■ WHAT IS REQUIRED ■
Show every line in the lines below that contains the word "white".

((

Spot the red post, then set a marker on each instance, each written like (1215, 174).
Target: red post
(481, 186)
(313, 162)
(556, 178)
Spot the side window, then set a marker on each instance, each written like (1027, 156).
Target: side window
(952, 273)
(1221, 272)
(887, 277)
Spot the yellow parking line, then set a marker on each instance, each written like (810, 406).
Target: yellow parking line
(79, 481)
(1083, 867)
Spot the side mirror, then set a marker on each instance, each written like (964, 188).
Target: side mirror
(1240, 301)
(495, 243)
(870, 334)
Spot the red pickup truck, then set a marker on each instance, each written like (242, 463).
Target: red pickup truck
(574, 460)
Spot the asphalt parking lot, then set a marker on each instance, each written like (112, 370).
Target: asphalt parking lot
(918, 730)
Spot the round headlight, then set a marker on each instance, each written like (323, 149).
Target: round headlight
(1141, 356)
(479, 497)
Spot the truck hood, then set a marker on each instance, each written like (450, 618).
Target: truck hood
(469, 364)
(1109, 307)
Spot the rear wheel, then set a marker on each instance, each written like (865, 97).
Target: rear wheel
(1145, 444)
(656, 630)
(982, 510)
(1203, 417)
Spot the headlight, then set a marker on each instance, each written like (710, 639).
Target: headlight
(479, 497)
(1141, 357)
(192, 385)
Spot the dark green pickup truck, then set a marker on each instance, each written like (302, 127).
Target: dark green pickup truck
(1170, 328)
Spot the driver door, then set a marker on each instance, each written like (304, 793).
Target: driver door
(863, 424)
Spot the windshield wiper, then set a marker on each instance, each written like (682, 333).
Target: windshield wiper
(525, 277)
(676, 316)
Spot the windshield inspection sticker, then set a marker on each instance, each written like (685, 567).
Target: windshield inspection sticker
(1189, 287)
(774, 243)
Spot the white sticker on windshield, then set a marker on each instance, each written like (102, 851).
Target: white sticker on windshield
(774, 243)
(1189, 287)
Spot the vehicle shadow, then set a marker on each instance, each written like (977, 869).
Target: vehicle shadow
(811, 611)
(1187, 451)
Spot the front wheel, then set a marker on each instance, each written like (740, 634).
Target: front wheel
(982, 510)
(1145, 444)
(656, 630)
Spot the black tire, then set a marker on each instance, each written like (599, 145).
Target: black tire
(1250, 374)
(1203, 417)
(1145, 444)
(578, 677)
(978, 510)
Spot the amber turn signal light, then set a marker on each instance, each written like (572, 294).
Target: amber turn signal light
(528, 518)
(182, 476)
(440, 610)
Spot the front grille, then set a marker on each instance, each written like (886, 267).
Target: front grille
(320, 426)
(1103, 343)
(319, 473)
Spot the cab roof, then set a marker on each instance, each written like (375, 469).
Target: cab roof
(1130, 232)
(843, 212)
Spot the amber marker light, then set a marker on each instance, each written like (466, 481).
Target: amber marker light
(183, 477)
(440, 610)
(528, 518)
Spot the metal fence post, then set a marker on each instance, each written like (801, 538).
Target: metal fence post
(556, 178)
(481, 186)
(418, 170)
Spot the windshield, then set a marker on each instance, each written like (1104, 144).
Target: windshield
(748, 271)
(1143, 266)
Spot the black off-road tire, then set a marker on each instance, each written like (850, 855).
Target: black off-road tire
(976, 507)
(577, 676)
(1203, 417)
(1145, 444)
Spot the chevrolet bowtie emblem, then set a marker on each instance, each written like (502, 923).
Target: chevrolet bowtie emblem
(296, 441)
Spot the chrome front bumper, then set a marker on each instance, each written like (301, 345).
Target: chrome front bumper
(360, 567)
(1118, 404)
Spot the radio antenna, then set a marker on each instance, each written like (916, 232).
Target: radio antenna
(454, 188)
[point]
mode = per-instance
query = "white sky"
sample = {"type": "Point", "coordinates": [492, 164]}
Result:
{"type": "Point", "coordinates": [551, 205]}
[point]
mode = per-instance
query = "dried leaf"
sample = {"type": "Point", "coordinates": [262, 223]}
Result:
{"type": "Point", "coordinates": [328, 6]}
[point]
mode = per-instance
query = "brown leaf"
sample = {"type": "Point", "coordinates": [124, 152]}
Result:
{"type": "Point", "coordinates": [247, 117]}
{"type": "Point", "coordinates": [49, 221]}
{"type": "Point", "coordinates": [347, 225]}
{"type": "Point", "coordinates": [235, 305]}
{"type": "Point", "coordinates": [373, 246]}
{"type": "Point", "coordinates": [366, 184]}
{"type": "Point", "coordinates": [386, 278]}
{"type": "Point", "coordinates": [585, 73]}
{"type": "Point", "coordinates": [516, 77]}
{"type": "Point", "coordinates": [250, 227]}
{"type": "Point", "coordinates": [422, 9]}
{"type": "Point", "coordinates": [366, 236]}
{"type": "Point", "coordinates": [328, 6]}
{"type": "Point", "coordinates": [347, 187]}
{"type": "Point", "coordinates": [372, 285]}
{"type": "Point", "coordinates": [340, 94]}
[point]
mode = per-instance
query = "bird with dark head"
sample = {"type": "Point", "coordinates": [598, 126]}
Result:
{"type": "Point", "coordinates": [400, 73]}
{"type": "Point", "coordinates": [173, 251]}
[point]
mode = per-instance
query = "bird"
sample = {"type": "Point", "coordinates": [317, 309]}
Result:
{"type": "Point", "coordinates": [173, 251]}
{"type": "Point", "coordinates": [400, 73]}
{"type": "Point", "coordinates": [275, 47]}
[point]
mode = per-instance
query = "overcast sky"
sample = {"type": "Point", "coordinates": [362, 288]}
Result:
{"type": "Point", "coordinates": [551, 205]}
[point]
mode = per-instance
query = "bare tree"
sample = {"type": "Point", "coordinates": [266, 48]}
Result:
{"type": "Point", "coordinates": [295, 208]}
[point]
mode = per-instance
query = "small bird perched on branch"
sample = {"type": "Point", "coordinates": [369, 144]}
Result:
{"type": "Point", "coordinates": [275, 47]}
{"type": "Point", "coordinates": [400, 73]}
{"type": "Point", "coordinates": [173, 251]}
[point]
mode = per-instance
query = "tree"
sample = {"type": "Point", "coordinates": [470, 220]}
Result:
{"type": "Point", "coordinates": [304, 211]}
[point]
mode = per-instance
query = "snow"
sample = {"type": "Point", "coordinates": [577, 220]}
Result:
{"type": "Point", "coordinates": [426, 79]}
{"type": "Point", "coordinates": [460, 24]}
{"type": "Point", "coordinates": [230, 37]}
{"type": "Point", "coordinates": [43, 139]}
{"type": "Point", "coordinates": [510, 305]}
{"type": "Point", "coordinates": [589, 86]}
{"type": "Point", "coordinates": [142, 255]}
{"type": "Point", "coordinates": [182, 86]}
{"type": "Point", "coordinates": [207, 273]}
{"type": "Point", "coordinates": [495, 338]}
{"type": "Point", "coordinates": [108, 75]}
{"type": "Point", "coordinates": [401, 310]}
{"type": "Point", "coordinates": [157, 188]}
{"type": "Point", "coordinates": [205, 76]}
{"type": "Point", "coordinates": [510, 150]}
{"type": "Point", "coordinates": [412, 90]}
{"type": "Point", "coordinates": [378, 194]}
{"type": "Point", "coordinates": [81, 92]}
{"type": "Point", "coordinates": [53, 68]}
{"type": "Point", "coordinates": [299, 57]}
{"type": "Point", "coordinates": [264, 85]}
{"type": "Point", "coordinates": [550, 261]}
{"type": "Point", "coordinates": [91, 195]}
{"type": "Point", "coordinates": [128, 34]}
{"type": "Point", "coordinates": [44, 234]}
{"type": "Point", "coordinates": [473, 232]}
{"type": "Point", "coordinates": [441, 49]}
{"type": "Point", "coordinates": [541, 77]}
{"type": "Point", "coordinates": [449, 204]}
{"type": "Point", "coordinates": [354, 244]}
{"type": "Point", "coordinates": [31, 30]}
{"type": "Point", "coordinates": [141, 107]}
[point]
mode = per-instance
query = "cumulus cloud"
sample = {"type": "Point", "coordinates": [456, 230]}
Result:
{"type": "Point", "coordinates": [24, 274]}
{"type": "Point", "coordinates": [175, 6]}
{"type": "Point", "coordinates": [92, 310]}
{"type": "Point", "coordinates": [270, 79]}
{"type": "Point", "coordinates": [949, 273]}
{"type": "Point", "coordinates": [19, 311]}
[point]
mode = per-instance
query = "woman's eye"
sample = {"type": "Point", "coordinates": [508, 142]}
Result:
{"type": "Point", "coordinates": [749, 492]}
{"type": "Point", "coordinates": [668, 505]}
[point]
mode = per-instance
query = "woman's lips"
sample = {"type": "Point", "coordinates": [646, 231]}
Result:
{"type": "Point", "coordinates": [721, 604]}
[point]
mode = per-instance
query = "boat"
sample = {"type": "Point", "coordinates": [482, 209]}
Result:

))

■ RESULT OF THE TASK ■
Spot the white sticker on windshield, then set a marker on each instance, each written like (102, 851).
Target: white sticker on windshield
query = "white sky"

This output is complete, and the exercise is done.